작업 목표:
아래 목록에서 "separated"라는 단어가 들어 있는 줄을 빠짐없이 모아 주세요. 대문자와 소문자는 서로 다른 글자로 봅니다.

저장된 행:
+ + + + +

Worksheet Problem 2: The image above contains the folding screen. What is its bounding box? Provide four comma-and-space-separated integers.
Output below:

+ + + + +

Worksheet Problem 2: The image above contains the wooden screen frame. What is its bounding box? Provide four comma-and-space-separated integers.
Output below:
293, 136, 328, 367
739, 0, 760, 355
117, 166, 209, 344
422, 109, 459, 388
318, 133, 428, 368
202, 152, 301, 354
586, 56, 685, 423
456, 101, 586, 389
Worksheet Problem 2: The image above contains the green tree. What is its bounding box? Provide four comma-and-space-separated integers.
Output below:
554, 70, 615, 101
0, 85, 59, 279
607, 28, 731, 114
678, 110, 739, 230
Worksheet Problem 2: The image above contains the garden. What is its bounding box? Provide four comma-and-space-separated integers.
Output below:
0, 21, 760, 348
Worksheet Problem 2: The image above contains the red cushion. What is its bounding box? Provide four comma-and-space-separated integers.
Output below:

+ + + + +

작업 결과:
Worksheet Problem 2: The image above contains the folding screen. What is its bounding box? Provide four comma-and-space-separated integers.
Worksheet Problem 2: The image above contains the wooden screen frame. What is its bounding box? Provide four comma-and-space-separated integers.
Worksheet Problem 2: The image above contains the green tree. What is its bounding box? Provide four comma-and-space-separated integers.
Worksheet Problem 2: The image above contains the garden. What is its bounding box? Provide four comma-and-space-separated integers.
Worksheet Problem 2: The image above contains the red cushion. What is its bounding box? Provide four comma-and-space-separated integers.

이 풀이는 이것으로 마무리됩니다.